A root cause of chronic disease is a lack of timely informed decision power in everyday lifestyle choices, such as in diets. Users are unable to clearly delineate and demand healthy food in a quantitative manner. To scale the benefit of health nutrition coaching in broad real-world scenarios, we need a technological solution that is constantly able to interpret nutrition information. We ingest nutritional facts about products to efficiently calculate which items are healthiest. We deliver these results to users based on their location context. Our ranking algorithm outperforms major nutrition score metrics, and is more consistent than human dietitians in real world scenarios. Most importantly, our system gives the user a rapid way to connect with healthy food in their vicinity, reducing the barriers to a healthy diet.

* **Stored data**:

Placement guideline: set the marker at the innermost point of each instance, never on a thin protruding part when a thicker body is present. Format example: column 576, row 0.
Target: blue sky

* **Aim of the exercise**: Extract the portion of the nutrition passage that begins at "A root cause" and stops after "a healthy diet.", copying every word without change. Answer from the nutrition passage alone.

* **Response**:
A root cause of chronic disease is a lack of timely informed decision power in everyday lifestyle choices, such as in diets. Users are unable to clearly delineate and demand healthy food in a quantitative manner. To scale the benefit of health nutrition coaching in broad real-world scenarios, we need a technological solution that is constantly able to interpret nutrition information. We ingest nutritional facts about products to efficiently calculate which items are healthiest. We deliver these results to users based on their location context. Our ranking algorithm outperforms major nutrition score metrics, and is more consistent than human dietitians in real world scenarios. Most importantly, our system gives the user a rapid way to connect with healthy food in their vicinity, reducing the barriers to a healthy diet.